- _SELECTED TEXT_:
The New York Review of Magazines

Mad’s Still Not Worried

By Travis Irvine

One of America’s most enduring satire magazines celebrates its sixtieth anniversary this year. Mad magazine—famous for its gap-toothed cartoon boy mascot, Alfred E. Neuman, who is commonly featured in perilous situations, grinning and asking, “What, me worry?”—has ruthlessly lampooned everything from politics to celebrities to movies and much, much more.

Founded by eccentric publisher William “Bill” Gaines and editor Harvey Kurtzman in 1952, Mad set out to be a mock comic book before finally becoming a humor magazine four years later under the guidance of its second editor, Al Feldstein. With Feldstein, the magazine would go on to shape American satire and culture for years, and reached its circulation peak of more than two million in 1974. During that time, Mad experienced a topsy-turvy ownership ride, going from Kinney Parking Company to DC Comics, which was then acquired by Warner Bros., which then became—after Gaines’ death—part of Time Warner, where it remains to this day.

- _EXTRACTED RECORDS_:

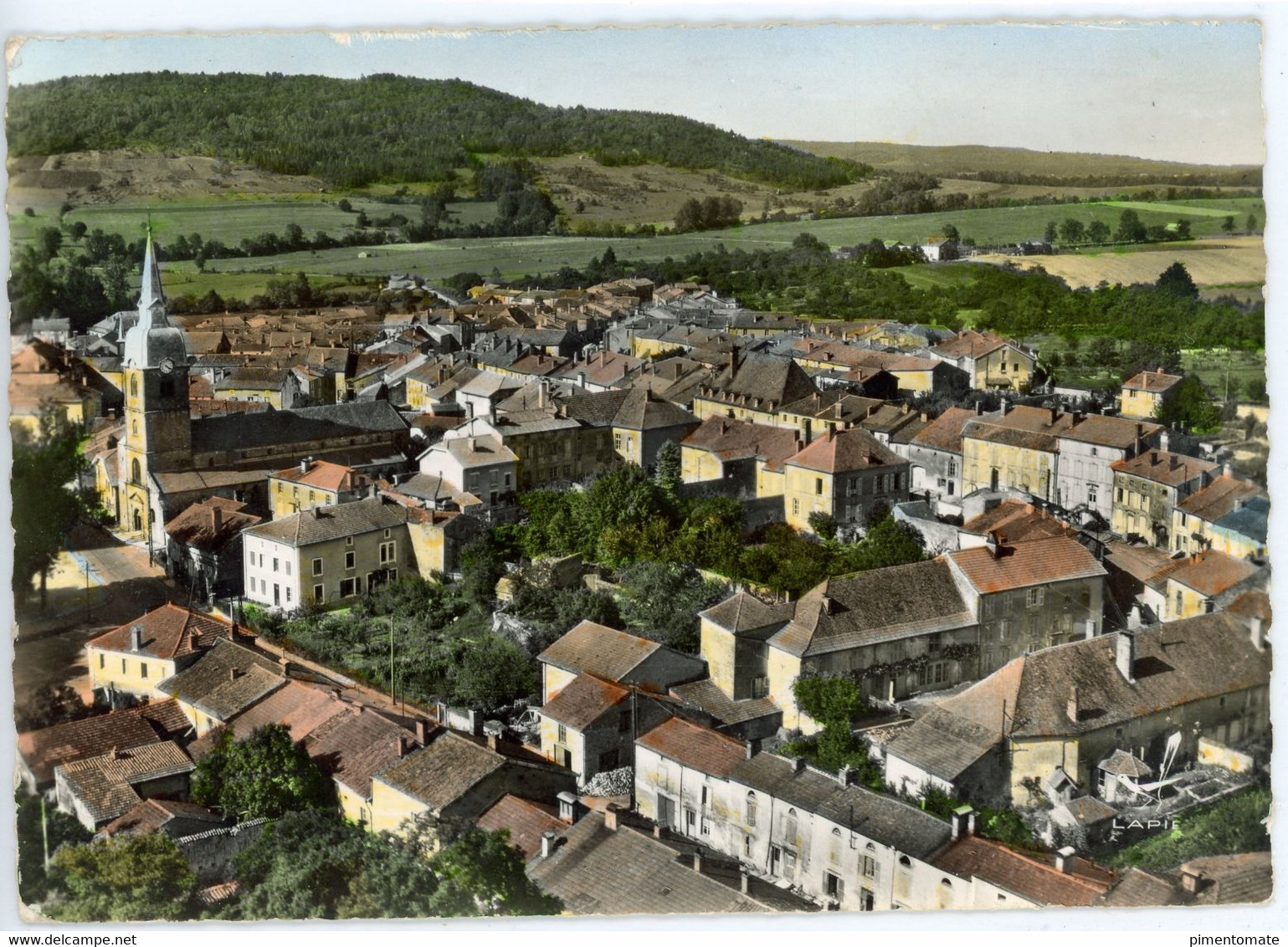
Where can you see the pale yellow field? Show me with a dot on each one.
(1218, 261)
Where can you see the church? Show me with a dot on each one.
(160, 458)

--

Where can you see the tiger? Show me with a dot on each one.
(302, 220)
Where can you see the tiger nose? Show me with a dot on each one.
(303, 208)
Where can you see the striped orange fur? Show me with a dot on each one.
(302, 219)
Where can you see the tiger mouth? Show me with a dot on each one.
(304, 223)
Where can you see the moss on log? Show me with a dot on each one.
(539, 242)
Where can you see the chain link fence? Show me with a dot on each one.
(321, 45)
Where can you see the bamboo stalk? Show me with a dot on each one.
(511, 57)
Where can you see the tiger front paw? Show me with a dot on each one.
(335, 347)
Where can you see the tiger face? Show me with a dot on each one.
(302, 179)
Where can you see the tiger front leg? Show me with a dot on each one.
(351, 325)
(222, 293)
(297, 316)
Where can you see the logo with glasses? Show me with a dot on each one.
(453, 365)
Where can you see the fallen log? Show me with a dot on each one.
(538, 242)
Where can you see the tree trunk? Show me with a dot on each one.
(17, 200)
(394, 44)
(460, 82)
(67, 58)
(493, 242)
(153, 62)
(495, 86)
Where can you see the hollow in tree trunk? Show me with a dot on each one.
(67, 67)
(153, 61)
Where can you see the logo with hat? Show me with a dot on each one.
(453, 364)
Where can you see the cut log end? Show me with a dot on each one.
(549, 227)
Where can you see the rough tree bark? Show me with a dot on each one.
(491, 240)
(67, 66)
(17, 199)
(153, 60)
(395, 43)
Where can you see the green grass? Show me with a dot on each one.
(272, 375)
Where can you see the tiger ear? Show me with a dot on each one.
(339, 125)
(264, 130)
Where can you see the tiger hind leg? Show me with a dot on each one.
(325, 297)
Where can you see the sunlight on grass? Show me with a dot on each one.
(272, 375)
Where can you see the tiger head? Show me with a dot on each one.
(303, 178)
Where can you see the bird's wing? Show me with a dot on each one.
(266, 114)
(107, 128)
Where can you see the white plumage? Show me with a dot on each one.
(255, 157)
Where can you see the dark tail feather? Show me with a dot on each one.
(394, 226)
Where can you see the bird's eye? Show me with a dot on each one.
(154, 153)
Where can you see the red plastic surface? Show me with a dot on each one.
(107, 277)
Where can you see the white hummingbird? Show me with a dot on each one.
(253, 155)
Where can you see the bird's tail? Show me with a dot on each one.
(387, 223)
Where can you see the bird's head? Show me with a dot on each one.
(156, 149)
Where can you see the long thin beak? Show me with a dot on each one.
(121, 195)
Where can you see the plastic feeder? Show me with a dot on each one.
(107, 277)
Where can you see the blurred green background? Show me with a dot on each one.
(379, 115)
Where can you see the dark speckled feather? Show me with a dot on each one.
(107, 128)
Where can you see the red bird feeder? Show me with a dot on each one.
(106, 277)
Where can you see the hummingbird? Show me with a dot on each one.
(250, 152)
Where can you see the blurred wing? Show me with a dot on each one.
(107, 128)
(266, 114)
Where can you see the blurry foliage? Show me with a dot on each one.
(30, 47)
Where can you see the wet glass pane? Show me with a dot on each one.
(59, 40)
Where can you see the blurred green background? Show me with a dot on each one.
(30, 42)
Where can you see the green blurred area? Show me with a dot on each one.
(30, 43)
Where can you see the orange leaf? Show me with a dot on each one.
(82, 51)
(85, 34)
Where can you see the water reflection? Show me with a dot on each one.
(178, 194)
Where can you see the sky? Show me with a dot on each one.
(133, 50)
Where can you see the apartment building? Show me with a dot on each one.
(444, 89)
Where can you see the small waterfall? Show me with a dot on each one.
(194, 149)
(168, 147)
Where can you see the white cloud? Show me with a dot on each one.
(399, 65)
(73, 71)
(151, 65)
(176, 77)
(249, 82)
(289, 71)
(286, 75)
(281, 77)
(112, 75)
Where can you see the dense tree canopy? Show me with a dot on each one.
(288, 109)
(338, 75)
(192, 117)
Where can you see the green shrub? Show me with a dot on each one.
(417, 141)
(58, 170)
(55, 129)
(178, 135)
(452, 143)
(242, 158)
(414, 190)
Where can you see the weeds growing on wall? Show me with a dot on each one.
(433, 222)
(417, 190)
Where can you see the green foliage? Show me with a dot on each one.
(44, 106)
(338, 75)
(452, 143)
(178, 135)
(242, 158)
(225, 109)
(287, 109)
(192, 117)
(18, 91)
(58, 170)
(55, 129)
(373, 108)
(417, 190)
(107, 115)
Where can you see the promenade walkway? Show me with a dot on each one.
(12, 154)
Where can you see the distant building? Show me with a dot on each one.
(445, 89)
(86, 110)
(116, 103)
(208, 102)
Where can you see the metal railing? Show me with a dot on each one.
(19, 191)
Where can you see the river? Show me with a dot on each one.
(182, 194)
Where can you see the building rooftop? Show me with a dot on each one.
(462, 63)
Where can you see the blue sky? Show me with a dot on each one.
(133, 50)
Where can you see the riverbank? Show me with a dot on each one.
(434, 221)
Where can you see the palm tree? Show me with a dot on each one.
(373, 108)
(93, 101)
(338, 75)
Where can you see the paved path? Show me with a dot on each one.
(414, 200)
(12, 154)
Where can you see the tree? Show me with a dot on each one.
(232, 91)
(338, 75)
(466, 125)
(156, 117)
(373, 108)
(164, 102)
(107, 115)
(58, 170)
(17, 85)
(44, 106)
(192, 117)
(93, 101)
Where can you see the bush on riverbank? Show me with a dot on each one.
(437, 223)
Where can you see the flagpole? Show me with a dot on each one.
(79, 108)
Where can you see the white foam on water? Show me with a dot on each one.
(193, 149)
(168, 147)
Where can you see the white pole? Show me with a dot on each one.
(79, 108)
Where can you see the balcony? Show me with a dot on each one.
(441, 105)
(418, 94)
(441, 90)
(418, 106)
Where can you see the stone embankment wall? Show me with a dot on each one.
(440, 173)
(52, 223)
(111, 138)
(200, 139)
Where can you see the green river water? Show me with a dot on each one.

---

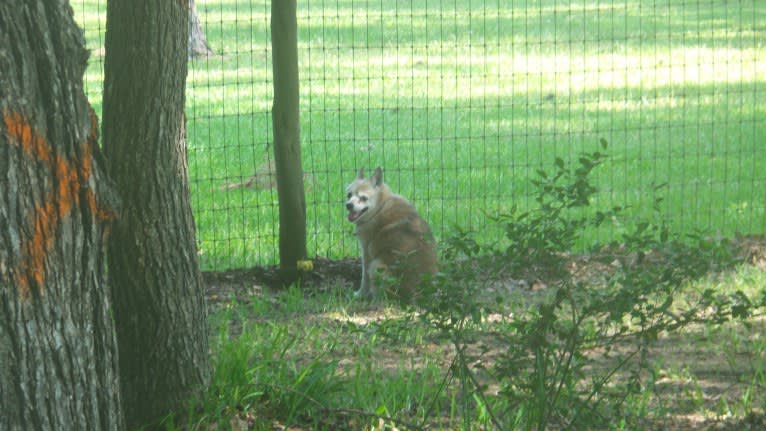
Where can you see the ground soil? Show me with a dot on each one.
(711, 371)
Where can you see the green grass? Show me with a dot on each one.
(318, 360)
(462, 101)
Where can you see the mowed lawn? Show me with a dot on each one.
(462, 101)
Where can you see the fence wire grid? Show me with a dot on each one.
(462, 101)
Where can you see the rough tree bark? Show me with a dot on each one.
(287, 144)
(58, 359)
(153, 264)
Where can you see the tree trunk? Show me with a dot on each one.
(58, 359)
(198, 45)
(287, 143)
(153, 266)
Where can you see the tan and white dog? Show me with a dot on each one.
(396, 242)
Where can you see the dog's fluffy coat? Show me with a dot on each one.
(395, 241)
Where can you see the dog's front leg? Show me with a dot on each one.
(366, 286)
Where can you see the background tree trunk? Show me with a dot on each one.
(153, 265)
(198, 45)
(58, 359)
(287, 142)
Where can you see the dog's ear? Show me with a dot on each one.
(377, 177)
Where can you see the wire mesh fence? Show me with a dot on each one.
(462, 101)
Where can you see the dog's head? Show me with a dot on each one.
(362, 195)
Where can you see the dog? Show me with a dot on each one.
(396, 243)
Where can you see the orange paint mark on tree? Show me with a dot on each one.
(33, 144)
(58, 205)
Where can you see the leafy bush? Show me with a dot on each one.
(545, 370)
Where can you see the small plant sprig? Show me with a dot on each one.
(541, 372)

- _TO DO_:
Answer these questions from the article on Mad magazine above:
(a) What question is the mascot Alfred E. Neuman commonly shown asking?
(b) In what year did Mad reach its circulation peak, and what was that peak?
(c) Who was the magazine's second editor?

- _REPLY_:
(a) "What, me worry?"
(b) 1974, with more than two million.
(c) Al Feldstein.